**Exercise brief**
Revise the devotional on God's loving kindness from "Ps 18:50 – strong" up to and including "mentioned 43 times.", changing "affliction" to "suffering".

**Passage for review**
God’s insatiable desire to love you in spite of you can never be quenched.
If I could ask anything of God today it would be that He would reveal to you His mighty loving kindness.
Hear and answer me, O Lord, for Your loving–kindness is sweet and comforting; according to Your plenteous tender mercy and steadfast love turn to me.
Today I want to reveal to you a secret in the word of God – the revelation of God’s Chesed – His loving kindness, and how it is His everlasting passion to do good to those who are in covenant with Him in spite of their faults and failings.
King David knew and understood God’s loving kindness and how it was there for him as part of God’s covenant promise to him.
Ps 18:50 – strong deliverance came to David through God’s loving kindness. Vs50 He gives great [a]deliverance to His king, and shows loving kindness to His anointed,
To David and his [b]descendants forever.(NASB)
Ps 31:7 – When in great trouble and adversity, David rejoices in God’s loving kindness. Vs7 I will rejoice and be glad in Your loving kindness, Because You have seen my affliction; You have known the troubles of my soul (NASB)
Ps 51:1 – After great failure, deal with me according to your loving kindness. Vs 1 Have mercy upon me, O God, According to Your loving kindness; According to the multitude of Your tender mercies, Blot out my transgressions.(NKJV)
King David deeply understood the loving kindness of God. 127 times loving kindness is mentioned just in Psalms alone. The phrase “Your mercy and loving kindness endures forever is mentioned 43 times.
Chesed is a Hebrew word commonly translated as “loving-kindness,” “kindness” or “love.” Chesed is central to Jewish ethics and Jewish theology. Many Jewish thinkers view chesed as the primary virtue. Chesed is valued by religious Jews of all denominations. It is considered a virtue on its own, and also for its contribution to tikkun olam (repairing the world)
“Loving-kindness” is used as an English translation of chesed, originating with the Coverdale Bible of 1535. Although some consider it to be a somewhat archaic translation,[1] it remains one of the most common translations.[2] “Love” is often used as a shorter English translation. Daniel Elazar has suggested the translation of “covenant-love.”[8] “Grace“[9] and “compassion“[10] are also occasionally used as translations of chesed. In Greek Eleos (often understood as mercy or pity) is the word used by the Septuagint to translate “chesed” into Greek. Chesed has also been understood as linked with the Greek word agape and its Latin equivalent, caritas (charity).

**Information given**
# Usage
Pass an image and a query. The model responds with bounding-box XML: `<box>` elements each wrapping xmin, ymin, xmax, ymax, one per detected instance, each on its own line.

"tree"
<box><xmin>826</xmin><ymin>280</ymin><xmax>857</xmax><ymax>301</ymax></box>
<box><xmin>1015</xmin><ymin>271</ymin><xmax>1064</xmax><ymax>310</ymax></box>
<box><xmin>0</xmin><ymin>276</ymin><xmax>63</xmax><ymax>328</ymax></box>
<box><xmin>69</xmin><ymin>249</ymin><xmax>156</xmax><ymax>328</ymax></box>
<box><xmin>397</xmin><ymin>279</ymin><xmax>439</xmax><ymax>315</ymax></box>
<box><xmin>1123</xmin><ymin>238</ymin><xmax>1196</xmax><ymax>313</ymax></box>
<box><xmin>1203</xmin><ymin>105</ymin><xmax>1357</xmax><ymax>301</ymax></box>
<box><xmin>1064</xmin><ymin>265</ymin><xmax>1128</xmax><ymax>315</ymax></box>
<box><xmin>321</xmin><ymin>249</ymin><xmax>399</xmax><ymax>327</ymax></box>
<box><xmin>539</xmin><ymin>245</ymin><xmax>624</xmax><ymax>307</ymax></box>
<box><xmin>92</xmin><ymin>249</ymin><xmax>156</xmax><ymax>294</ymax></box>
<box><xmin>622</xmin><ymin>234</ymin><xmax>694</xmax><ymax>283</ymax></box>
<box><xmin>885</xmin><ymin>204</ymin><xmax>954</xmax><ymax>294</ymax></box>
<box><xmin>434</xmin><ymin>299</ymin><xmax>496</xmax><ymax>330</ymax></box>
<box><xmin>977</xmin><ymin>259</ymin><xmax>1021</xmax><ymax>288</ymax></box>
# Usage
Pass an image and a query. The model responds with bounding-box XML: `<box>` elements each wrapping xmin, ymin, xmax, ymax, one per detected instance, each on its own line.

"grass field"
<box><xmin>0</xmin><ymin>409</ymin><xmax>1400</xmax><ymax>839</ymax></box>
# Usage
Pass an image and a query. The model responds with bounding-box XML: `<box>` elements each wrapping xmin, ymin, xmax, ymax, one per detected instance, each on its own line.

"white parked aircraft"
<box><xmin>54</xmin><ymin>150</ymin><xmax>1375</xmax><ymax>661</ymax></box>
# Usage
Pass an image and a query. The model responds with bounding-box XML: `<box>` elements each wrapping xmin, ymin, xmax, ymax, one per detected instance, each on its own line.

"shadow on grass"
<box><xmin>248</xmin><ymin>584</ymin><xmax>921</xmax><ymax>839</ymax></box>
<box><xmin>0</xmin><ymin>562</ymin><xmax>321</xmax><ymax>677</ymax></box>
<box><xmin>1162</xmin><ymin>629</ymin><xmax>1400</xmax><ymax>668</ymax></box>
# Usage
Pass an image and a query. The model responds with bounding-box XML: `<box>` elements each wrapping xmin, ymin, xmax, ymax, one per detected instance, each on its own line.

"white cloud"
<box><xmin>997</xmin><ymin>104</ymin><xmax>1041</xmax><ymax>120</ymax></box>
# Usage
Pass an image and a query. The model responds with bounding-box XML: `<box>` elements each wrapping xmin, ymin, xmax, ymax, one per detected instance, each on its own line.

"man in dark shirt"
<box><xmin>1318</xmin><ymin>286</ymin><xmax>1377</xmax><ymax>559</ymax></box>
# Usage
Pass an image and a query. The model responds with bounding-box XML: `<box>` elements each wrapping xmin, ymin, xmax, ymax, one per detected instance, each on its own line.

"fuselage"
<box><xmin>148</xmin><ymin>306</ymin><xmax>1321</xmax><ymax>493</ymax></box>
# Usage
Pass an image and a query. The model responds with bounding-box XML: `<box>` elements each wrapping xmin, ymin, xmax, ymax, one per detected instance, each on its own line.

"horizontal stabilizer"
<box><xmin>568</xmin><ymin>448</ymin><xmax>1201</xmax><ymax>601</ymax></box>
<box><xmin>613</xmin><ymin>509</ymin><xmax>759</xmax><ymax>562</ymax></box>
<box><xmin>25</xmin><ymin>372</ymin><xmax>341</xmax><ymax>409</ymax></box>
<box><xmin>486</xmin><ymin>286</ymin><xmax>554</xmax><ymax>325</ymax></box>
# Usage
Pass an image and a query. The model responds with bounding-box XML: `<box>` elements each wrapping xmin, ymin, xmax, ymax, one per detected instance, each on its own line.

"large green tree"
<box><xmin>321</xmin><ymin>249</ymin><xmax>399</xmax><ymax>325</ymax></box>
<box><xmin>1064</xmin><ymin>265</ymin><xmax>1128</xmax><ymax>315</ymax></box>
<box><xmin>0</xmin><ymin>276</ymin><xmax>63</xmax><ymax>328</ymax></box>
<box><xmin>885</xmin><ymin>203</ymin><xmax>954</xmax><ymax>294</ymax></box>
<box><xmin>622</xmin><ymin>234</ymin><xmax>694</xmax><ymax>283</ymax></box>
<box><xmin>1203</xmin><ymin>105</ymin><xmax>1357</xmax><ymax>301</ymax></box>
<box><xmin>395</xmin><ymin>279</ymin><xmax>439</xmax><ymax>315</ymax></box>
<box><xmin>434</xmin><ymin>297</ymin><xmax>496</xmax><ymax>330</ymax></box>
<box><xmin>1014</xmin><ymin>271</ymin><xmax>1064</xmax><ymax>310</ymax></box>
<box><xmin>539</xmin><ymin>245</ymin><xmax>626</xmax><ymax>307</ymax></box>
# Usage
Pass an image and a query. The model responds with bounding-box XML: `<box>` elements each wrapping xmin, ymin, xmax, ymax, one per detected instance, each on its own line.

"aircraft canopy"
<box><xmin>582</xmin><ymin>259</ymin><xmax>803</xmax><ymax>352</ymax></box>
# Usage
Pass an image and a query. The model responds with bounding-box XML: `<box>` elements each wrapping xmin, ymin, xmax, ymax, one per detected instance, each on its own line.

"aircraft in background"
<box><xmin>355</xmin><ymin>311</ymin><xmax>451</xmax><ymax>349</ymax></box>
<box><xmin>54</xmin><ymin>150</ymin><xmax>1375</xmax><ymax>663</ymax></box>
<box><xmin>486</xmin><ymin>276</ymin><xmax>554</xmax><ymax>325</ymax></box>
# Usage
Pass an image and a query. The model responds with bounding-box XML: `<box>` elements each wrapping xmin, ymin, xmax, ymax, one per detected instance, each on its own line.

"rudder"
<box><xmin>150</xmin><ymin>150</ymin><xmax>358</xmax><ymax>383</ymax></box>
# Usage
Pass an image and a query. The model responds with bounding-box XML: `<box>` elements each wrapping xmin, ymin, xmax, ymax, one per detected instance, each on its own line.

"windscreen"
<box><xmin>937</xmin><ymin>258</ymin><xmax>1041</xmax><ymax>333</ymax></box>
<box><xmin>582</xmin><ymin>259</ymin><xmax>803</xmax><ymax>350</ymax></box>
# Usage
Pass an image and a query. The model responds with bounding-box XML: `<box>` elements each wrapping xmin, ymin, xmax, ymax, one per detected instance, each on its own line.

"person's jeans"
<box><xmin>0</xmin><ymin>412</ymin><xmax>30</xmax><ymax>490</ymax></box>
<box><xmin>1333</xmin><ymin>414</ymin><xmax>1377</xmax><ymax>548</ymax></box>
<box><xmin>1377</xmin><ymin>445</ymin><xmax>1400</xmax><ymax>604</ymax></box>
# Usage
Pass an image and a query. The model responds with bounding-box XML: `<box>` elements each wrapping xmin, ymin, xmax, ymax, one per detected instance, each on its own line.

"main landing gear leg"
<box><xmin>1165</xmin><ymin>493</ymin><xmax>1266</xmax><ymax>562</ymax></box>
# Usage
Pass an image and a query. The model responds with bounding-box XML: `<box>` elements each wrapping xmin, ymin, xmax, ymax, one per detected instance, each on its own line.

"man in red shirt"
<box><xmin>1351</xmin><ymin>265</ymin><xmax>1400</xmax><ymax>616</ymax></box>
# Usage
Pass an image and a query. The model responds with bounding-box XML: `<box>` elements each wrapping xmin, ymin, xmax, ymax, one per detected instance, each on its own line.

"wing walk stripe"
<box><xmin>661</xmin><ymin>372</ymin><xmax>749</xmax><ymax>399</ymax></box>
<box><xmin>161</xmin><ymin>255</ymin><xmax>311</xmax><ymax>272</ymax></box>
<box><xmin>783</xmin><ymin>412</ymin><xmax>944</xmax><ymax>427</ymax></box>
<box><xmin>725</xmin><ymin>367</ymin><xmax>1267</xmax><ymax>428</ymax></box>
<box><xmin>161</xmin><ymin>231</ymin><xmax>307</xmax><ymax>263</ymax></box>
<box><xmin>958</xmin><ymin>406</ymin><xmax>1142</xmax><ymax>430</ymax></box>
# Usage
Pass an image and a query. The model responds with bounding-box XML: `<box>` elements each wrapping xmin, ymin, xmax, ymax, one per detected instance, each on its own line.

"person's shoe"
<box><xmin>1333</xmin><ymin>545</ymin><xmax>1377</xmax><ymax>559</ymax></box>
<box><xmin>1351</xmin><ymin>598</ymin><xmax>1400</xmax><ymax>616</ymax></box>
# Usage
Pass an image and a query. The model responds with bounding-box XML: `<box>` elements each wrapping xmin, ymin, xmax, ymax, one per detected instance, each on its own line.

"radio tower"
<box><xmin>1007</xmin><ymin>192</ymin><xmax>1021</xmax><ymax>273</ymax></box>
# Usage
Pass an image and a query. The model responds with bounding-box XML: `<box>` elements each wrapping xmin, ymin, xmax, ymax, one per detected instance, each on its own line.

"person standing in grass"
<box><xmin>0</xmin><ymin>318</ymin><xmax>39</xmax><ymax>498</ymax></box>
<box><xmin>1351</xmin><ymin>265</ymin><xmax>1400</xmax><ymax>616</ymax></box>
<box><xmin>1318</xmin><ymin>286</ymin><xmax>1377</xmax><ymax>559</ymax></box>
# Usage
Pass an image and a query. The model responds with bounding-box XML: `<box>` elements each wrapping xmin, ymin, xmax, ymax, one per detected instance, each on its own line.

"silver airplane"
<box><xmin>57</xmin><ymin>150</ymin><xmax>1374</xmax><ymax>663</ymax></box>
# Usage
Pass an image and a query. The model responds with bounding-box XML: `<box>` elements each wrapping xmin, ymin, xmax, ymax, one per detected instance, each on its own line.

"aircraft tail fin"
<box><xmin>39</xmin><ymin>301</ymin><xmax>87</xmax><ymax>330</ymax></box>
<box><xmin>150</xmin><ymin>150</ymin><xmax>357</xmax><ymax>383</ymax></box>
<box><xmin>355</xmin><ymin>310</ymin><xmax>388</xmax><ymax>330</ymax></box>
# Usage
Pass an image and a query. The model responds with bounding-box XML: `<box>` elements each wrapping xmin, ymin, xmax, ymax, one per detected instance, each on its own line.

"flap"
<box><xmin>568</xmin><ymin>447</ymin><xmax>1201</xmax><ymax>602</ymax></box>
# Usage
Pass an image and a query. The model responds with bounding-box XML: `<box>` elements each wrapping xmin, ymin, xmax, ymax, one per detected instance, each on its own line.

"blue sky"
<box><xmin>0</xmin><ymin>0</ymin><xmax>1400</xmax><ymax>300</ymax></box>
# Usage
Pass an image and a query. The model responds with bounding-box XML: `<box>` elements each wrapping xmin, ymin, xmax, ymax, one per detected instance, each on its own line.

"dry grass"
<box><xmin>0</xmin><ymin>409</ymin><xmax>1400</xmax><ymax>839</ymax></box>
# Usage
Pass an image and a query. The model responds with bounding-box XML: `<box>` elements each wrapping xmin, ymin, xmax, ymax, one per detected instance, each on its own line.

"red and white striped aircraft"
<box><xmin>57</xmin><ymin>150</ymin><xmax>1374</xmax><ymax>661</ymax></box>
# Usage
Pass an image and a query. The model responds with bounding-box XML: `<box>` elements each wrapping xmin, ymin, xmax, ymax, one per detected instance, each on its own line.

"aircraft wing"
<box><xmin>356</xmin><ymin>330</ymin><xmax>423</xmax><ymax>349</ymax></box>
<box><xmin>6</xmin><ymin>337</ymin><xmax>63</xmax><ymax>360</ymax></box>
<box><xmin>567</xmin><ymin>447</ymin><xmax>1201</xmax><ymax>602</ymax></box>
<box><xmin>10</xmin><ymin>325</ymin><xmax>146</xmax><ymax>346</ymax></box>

**Solution to this problem**
Ps 18:50 – strong deliverance came to David through God’s loving kindness. Vs50 He gives great [a]deliverance to His king, and shows loving kindness to His anointed,
To David and his [b]descendants forever.(NASB)
Ps 31:7 – When in great trouble and adversity, David rejoices in God’s loving kindness. Vs7 I will rejoice and be glad in Your loving kindness, Because You have seen my suffering; You have known the troubles of my soul (NASB)
Ps 51:1 – After great failure, deal with me according to your loving kindness. Vs 1 Have mercy upon me, O God, According to Your loving kindness; According to the multitude of Your tender mercies, Blot out my transgressions.(NKJV)
King David deeply understood the loving kindness of God. 127 times loving kindness is mentioned just in Psalms alone. The phrase “Your mercy and loving kindness endures forever is mentioned 43 times.